What you should do
The count of lines with the string "patterned" in the material is all that should be returned.

Raw data
↓
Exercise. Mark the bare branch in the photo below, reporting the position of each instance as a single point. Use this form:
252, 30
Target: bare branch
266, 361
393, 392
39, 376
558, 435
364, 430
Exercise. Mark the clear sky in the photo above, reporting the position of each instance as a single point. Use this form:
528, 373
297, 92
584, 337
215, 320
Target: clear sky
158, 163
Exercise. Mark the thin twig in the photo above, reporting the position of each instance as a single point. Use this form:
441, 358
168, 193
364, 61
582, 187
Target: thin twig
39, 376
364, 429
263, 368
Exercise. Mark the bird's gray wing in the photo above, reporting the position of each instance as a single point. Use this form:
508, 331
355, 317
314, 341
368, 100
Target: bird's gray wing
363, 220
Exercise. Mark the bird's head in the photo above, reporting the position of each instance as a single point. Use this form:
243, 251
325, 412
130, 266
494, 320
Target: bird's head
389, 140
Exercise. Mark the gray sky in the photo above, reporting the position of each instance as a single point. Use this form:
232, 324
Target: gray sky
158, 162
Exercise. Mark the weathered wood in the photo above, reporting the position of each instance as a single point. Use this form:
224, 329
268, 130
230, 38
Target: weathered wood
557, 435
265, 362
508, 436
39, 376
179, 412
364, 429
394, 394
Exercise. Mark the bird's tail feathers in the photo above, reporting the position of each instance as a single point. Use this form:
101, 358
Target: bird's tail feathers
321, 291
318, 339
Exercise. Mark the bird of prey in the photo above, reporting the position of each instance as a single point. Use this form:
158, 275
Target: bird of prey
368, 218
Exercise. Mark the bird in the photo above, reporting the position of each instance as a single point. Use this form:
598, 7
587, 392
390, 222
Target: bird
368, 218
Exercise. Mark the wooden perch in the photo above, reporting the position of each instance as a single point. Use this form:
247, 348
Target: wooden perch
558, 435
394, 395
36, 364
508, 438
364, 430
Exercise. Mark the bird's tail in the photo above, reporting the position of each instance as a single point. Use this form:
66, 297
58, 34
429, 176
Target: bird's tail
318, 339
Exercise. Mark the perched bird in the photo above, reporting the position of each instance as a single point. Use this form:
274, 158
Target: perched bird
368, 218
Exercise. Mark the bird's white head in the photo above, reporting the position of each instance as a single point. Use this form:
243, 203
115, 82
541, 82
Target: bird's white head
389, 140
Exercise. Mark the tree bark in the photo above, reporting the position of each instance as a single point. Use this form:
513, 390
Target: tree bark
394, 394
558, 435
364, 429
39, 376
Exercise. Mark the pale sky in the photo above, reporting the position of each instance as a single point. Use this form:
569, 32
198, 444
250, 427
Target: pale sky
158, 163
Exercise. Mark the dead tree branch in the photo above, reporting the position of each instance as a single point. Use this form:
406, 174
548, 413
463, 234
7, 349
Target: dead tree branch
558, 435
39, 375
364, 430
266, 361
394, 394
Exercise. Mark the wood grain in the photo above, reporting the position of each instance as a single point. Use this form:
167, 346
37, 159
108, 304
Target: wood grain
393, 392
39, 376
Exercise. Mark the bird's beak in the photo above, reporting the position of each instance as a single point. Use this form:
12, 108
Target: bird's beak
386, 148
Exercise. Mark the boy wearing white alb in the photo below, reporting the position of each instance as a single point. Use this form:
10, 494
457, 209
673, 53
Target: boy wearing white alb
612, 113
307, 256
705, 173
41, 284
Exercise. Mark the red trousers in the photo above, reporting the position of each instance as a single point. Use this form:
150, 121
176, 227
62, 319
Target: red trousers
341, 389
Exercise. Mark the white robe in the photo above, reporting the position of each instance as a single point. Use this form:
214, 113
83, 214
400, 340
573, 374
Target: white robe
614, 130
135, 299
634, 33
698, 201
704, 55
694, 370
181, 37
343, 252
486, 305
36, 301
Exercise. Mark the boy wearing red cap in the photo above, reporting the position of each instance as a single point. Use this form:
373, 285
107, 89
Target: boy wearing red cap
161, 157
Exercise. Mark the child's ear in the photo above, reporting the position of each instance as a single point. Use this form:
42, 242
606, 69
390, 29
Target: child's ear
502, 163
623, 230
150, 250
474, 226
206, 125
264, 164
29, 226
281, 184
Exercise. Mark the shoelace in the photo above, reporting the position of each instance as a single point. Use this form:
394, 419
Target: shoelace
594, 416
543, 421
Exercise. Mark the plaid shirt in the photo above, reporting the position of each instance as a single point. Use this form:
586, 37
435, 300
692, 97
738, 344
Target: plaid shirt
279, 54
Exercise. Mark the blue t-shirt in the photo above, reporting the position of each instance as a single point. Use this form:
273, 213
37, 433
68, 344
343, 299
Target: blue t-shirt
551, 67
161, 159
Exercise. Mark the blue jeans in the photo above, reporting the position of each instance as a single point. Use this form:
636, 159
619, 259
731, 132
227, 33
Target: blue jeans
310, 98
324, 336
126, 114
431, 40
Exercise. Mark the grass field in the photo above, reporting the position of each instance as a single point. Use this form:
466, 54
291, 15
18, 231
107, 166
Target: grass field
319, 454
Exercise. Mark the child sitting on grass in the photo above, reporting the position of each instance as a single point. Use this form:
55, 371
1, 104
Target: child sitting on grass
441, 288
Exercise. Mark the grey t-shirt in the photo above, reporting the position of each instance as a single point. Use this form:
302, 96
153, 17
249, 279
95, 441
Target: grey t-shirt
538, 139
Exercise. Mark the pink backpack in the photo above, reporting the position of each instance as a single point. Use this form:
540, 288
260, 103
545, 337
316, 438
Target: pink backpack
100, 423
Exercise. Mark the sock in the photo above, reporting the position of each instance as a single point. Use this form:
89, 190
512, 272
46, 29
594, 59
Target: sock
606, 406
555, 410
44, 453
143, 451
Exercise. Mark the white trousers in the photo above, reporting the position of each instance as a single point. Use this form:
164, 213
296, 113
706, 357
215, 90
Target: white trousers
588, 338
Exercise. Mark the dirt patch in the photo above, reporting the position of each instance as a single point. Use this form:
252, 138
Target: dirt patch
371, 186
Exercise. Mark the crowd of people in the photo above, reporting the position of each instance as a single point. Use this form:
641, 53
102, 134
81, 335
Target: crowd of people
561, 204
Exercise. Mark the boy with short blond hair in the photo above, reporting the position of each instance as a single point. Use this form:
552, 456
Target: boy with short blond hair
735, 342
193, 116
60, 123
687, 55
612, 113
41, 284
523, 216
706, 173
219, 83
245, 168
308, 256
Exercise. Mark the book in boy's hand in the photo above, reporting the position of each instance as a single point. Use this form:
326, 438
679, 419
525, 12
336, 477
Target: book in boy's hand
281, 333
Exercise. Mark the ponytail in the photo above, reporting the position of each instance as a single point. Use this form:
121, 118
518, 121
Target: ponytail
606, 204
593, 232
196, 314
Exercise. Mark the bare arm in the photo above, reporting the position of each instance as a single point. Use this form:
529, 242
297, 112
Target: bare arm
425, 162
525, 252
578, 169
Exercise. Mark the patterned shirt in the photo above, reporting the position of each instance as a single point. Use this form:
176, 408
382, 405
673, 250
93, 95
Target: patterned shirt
↑
Solution to the problem
2